• **DO THIS**
Render the entries from the line with "Excuse me, I need to find every brown" up to and including the line with "[134,80,146,89]" as a JSON list of strings, one string per line, leaving out blank lines.

++++++

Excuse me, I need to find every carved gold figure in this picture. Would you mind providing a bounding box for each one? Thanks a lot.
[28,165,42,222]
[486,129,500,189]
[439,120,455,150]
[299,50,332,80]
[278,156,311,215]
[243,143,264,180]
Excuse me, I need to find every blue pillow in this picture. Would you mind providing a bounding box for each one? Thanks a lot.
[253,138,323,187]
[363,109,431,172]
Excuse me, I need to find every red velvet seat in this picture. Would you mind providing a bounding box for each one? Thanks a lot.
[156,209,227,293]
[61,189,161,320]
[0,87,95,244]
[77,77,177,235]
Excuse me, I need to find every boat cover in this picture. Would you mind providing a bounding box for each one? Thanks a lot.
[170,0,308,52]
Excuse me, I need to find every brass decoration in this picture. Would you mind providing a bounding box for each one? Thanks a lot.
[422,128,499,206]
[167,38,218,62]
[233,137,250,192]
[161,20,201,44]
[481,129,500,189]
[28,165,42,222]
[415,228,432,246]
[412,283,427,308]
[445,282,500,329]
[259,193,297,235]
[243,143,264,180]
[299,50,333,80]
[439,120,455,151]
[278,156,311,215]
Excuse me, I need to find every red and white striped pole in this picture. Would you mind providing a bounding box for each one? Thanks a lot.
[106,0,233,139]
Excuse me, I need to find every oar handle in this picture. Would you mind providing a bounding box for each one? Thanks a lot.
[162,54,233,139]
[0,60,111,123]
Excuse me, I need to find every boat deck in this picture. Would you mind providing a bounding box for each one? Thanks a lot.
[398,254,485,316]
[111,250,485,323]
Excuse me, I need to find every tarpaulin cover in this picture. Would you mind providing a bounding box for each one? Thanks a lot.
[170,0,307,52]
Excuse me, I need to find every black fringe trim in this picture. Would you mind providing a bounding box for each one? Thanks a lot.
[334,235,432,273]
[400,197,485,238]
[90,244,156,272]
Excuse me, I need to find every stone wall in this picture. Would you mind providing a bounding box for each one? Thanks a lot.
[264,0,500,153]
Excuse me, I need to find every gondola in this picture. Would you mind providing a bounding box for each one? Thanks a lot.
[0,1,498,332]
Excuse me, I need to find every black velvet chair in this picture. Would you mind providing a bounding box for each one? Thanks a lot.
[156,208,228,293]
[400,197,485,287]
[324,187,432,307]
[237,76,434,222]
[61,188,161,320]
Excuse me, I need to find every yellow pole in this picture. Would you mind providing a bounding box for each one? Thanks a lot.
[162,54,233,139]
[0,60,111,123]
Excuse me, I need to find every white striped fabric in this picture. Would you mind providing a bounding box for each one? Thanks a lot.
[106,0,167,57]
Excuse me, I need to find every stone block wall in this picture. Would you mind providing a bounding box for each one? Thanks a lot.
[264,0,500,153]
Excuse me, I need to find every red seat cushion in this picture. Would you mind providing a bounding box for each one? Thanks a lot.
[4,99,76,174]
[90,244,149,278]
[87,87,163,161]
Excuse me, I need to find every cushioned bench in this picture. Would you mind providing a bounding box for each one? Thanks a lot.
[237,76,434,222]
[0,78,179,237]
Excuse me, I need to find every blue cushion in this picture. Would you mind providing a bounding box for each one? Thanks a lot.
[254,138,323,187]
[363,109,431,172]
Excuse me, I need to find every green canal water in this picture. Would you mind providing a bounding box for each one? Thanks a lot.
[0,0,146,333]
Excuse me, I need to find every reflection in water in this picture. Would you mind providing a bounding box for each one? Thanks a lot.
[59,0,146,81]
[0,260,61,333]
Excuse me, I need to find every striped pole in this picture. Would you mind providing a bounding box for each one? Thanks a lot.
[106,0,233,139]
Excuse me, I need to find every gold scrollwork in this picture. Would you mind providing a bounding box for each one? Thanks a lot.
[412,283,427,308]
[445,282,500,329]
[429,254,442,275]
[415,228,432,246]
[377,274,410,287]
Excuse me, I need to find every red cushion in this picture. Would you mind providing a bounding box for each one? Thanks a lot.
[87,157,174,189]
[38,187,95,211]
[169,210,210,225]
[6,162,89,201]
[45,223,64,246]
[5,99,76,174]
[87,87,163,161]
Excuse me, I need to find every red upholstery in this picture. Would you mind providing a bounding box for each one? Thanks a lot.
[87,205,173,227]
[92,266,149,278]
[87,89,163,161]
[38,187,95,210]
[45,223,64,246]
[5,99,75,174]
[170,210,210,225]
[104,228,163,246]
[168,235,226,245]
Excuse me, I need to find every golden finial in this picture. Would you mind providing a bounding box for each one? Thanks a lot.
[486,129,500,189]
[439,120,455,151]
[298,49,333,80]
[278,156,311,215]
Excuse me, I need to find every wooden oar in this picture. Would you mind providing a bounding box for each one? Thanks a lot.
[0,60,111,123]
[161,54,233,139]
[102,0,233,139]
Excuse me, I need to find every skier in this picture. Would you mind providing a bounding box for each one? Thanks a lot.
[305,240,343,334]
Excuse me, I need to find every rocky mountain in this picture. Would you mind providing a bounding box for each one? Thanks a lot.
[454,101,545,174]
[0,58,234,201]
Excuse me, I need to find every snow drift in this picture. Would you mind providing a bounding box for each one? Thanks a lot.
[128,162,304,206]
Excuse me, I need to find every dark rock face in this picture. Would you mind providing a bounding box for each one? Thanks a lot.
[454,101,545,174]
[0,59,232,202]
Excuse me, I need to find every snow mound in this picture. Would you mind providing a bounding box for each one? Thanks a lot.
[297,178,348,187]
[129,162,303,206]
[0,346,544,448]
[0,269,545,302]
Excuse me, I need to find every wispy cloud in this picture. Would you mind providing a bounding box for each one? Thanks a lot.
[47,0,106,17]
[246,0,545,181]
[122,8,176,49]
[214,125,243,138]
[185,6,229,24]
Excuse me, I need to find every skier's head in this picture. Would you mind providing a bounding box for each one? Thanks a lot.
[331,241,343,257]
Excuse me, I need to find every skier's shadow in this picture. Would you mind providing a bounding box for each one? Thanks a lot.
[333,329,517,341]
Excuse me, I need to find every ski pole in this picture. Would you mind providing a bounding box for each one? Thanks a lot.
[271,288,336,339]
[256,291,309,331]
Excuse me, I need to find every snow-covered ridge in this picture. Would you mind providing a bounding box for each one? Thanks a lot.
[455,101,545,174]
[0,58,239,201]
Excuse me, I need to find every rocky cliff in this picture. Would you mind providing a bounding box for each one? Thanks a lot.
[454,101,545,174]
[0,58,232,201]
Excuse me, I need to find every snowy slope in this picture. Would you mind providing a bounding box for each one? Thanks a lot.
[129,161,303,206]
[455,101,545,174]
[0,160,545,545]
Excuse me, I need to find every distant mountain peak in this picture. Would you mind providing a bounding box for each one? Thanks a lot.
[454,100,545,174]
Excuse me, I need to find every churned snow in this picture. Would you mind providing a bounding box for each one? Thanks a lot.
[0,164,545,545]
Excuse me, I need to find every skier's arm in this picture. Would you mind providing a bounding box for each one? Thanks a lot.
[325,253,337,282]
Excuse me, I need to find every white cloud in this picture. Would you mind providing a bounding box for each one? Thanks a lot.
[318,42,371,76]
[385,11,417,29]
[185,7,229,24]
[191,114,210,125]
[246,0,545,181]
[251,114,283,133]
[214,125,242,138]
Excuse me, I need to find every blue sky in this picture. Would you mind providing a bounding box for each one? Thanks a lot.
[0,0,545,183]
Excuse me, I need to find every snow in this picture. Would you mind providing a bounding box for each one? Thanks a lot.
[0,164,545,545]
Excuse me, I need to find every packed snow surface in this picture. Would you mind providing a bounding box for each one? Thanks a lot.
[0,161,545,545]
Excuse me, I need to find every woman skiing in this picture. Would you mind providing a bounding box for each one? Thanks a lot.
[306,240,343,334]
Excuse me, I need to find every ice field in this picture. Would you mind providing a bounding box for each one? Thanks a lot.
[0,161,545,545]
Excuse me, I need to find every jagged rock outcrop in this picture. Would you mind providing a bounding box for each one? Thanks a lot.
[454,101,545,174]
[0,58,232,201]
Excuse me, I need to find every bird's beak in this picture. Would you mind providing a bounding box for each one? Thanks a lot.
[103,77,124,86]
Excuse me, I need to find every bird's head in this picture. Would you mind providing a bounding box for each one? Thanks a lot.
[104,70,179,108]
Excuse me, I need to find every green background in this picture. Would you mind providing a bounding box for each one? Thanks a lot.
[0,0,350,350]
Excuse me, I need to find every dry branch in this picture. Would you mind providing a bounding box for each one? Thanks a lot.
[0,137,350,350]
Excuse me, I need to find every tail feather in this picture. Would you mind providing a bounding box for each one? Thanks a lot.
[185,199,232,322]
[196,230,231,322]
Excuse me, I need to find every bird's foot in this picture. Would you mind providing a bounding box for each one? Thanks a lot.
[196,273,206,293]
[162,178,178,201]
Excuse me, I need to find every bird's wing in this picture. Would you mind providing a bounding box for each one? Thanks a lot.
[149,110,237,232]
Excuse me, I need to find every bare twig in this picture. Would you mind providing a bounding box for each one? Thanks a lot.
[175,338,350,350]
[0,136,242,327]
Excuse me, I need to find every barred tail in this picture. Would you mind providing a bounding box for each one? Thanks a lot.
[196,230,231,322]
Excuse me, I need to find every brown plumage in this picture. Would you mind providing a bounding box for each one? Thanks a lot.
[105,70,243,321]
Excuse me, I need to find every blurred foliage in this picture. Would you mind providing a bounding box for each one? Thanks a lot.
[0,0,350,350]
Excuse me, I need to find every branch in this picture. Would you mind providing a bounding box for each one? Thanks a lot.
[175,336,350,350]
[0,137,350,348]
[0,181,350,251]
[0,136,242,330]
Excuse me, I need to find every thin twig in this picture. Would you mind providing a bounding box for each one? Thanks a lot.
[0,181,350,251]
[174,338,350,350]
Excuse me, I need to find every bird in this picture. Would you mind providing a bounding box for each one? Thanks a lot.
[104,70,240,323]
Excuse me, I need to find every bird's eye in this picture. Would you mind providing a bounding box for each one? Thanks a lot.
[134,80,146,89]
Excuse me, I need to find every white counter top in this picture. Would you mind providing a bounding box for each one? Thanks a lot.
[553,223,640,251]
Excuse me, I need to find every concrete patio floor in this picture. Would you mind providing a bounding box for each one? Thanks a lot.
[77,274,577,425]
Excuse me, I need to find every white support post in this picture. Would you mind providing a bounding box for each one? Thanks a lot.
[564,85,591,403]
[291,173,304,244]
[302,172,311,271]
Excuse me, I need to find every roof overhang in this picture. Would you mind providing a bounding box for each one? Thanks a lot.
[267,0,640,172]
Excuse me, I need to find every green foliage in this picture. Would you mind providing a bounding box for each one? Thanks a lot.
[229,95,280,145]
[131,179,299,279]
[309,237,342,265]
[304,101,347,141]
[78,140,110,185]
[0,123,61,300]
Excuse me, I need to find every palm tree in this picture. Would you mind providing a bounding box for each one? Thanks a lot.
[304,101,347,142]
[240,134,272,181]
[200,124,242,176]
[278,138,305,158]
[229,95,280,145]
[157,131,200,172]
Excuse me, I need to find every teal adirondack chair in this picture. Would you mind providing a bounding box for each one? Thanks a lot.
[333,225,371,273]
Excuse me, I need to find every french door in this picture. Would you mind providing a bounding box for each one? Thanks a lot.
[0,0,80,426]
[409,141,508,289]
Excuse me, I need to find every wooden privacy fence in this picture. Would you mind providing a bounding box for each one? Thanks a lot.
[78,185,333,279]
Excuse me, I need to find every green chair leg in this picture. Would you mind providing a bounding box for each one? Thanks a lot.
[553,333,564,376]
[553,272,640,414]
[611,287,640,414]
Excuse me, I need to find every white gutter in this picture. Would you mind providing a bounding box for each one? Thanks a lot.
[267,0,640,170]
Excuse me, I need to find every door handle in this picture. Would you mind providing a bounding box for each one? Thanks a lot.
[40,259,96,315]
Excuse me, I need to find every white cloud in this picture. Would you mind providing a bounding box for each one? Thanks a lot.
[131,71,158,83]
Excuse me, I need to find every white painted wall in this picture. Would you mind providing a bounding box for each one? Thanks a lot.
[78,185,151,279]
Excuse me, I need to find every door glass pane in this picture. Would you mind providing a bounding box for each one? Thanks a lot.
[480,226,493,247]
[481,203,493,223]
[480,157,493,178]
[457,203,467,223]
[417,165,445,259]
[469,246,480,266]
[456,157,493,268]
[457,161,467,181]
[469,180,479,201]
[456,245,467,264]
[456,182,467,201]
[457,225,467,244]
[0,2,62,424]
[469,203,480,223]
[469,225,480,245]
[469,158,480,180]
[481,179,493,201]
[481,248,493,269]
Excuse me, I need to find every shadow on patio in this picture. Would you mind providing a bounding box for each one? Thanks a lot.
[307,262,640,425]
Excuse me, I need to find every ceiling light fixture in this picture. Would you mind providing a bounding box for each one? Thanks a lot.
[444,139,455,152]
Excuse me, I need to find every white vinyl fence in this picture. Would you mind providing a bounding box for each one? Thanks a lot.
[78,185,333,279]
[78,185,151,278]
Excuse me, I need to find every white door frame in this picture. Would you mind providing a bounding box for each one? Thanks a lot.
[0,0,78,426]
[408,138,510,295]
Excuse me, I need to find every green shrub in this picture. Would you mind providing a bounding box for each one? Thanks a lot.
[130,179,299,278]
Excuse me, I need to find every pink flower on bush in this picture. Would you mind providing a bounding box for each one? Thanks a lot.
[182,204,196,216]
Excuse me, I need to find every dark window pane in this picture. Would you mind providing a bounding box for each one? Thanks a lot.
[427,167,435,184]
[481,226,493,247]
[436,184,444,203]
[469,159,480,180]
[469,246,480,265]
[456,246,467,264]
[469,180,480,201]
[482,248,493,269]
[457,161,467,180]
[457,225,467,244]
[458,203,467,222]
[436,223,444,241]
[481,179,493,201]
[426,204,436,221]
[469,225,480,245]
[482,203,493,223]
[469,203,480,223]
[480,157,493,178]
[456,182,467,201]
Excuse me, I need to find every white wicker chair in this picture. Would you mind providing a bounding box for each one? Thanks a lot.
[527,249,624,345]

++++++

• **FINISHED ANSWER**
[
  "Excuse me, I need to find every brown plumage in this picture. Would you mind providing a bounding box for each one? Thanks a lot.",
  "[105,70,243,321]",
  "Excuse me, I need to find every blurred foliage in this picture. Would you mind providing a bounding box for each one? Thanks a lot.",
  "[0,0,350,350]",
  "Excuse me, I need to find every branch in this picture. Would you mind providing a bounding box for each one? Thanks a lot.",
  "[175,336,350,350]",
  "[0,137,350,348]",
  "[0,181,350,251]",
  "[0,136,242,330]",
  "Excuse me, I need to find every thin twig in this picture. Would you mind providing a bounding box for each one? Thanks a lot.",
  "[0,181,350,251]",
  "[174,338,350,350]",
  "Excuse me, I need to find every bird in this picture. Would you mind providing a bounding box for each one? Thanks a lot.",
  "[104,70,240,323]",
  "Excuse me, I need to find every bird's eye in this picture. Would you mind providing a bounding box for each one? Thanks a lot.",
  "[134,80,146,89]"
]